── DATA EXCERPTS ──
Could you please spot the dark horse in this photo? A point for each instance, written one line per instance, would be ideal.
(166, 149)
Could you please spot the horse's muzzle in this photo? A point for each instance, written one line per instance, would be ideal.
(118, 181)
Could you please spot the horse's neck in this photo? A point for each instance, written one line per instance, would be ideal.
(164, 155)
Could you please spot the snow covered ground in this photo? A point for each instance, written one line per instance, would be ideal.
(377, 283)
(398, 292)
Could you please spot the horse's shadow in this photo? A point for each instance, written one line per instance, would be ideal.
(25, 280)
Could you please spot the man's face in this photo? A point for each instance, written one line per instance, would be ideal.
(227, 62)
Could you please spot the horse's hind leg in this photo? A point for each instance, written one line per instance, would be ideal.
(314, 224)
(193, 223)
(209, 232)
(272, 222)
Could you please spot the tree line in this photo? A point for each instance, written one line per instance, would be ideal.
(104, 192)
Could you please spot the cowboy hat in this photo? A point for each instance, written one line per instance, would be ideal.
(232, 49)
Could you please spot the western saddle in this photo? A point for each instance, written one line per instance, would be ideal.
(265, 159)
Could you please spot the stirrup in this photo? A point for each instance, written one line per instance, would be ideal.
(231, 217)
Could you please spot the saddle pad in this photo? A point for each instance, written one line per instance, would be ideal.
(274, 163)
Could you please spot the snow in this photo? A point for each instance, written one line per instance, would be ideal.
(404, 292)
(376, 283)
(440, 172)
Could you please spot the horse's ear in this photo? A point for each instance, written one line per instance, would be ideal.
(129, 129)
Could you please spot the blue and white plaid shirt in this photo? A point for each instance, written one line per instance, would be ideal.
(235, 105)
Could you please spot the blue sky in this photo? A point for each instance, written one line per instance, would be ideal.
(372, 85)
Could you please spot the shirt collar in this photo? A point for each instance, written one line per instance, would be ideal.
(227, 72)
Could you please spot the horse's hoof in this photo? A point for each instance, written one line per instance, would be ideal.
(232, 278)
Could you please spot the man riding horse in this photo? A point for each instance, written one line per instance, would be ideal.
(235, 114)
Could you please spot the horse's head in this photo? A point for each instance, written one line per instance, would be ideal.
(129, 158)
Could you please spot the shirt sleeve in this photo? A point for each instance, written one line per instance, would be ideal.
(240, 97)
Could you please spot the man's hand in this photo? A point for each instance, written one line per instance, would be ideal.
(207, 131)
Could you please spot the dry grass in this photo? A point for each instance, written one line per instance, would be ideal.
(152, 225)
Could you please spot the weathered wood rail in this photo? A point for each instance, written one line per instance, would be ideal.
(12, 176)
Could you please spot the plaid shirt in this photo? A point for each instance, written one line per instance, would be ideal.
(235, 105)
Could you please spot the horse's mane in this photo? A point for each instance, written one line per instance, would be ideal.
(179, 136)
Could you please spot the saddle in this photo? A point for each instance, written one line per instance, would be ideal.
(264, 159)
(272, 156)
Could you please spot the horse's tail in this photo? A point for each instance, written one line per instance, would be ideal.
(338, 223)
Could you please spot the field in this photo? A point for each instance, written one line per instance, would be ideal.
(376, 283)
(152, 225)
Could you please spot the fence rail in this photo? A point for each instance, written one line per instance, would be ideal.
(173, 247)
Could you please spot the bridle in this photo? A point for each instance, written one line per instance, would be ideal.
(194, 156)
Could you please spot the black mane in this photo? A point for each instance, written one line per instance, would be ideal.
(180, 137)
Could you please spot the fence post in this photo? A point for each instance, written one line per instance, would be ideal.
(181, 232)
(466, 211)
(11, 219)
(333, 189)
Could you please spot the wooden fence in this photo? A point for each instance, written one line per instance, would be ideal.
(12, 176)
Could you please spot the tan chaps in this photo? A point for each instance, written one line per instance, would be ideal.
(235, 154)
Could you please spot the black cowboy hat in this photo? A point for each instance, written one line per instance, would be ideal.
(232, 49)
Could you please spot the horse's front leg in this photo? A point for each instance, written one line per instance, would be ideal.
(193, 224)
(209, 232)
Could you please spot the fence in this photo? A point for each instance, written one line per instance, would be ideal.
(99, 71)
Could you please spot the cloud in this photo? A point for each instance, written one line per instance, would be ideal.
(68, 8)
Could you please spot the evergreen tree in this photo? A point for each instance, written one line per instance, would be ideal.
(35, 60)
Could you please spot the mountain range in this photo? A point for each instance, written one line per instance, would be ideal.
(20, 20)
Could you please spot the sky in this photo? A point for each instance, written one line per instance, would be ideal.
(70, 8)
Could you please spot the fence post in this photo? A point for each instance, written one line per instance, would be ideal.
───
* **WHAT IS BEING ASKED**: Take the listing above and set it down exactly.

* **TASK OUTPUT**:
Could you please spot the dark horse in this photo? A point for each instance, written one line per instance, would be ideal.
(166, 149)
Could you please spot the horse's muzzle in this photo? A point for each instance, written one line per instance, would be ideal.
(118, 181)
Could you please spot the horse's neck in this photo? A point for each instance, written one line per instance, would be ideal.
(164, 155)
Could you please spot the snow covered ground in this photo? A point for each instance, written one line per instance, would be ideal.
(377, 283)
(398, 292)
Could you please spot the horse's shadow in this photo? A point for each instance, written one line per instance, would be ideal.
(25, 280)
Could you please spot the man's face in this photo? A point for each instance, written one line per instance, would be ideal.
(227, 62)
Could you please spot the horse's hind leg in this photo? A point for each instance, written one line per instance, would be ideal.
(314, 224)
(193, 223)
(209, 232)
(272, 222)
Could you please spot the tree line in this photo? A point for each instance, written one line per instance, would be ideal.
(104, 192)
Could you please spot the cowboy hat in this photo? A point for each instance, written one line per instance, would be ideal.
(232, 49)
Could you please spot the western saddle in this photo? A point for each instance, written one line per instance, would be ideal.
(265, 159)
Could you please spot the stirrup in this photo? A point for each instance, written one line per instance, would be ideal.
(231, 217)
Could you please spot the saddle pad in this photo? A point for each instance, written one line per instance, would be ideal.
(274, 163)
Could you please spot the snow in this photo? A point for each instance, written one line per instance, would be ideal.
(404, 292)
(376, 283)
(440, 172)
Could you please spot the horse's ear in this photo? A point for each instance, written one line per instance, would be ideal.
(129, 129)
Could you please spot the blue and white plaid shirt in this photo? A point for each instance, written one line per instance, would be ideal.
(235, 105)
Could you please spot the blue sky in this photo? A point for each instance, written one line per instance, would be ideal.
(372, 85)
Could you please spot the shirt collar in this photo? A point for each instance, written one line per instance, would be ideal.
(227, 72)
Could you please spot the horse's hoof in this photo? A point for each instance, written one line per instance, would be ideal.
(232, 278)
Could you please spot the man riding horse in this photo? A point for each instance, written one line per instance, would be ideal.
(235, 114)
Could you please spot the horse's head in this photo? A point for each instance, written one line per instance, would be ideal.
(129, 158)
Could you please spot the shirt sleeve in this photo? A point for each instance, written one line per instance, would be ideal.
(240, 97)
Could you please spot the man's hand in this photo? A point for each instance, written one line per instance, would be ideal.
(207, 131)
Could you please spot the dry grass in this photo? A point for each instance, written one line per instance, would be ideal.
(152, 225)
Could you please spot the weathered wood rail in this photo? A point for each instance, written one line per instance, would be ideal.
(12, 176)
Could you please spot the plaid shirt in this photo? A point for each instance, written one line per instance, would be ideal.
(235, 105)
Could you please spot the horse's mane in this photo? A point for each instance, written one line per instance, would be ideal.
(179, 136)
Could you please spot the saddle in this photo? A point for each instance, written one line per instance, would be ideal.
(264, 159)
(272, 156)
Could you please spot the horse's tail in this photo? A point for each instance, written one line per instance, would be ideal.
(338, 223)
Could you please spot the field in this photo? A point for each instance, written one line per instance, would be ideal.
(376, 283)
(152, 225)
Could you please spot the fence rail in this photo? A point for each instance, written one line per instance, would be ideal.
(173, 247)
Could you please spot the bridle in this photo? A point for each instance, written one line per instance, would be ideal.
(194, 156)
Could you please spot the black mane in this photo? A point for each instance, written one line per instance, would be ideal.
(180, 137)
Could you please spot the fence post in this photo? A point for each instance, written one line per instance, would be ideal.
(181, 232)
(466, 211)
(11, 219)
(333, 189)
Could you please spot the wooden fence in this photo? A point for each instance, written one line per instance, would be ideal.
(12, 176)
Could you please spot the tan chaps in this photo? A point for each instance, written one line per instance, would be ideal.
(235, 154)
Could you please spot the black cowboy hat in this photo? A point for each instance, written one line per instance, would be ideal.
(232, 49)
Could you please spot the horse's front leg in this photo? A point for each instance, written one line per instance, would be ideal.
(193, 224)
(209, 232)
Could you please spot the fence in this photo? A point for each instance, written one line per instance, would be ideal.
(99, 71)
Could you please spot the cloud in this photo? A point for each instance, written one line per instance, would be ideal.
(68, 8)
Could you please spot the evergreen tree in this photo? A point for each instance, written one line per instance, would be ideal.
(35, 60)
Could you please spot the mountain range in this photo? A point for each instance, written one line per instance, would be ideal.
(20, 20)
Could you please spot the sky in this photo? A point for each instance, written one line per instance, would be ideal.
(70, 8)
Could you please spot the fence post in this photo? A point for each instance, written one line per instance, would be ideal.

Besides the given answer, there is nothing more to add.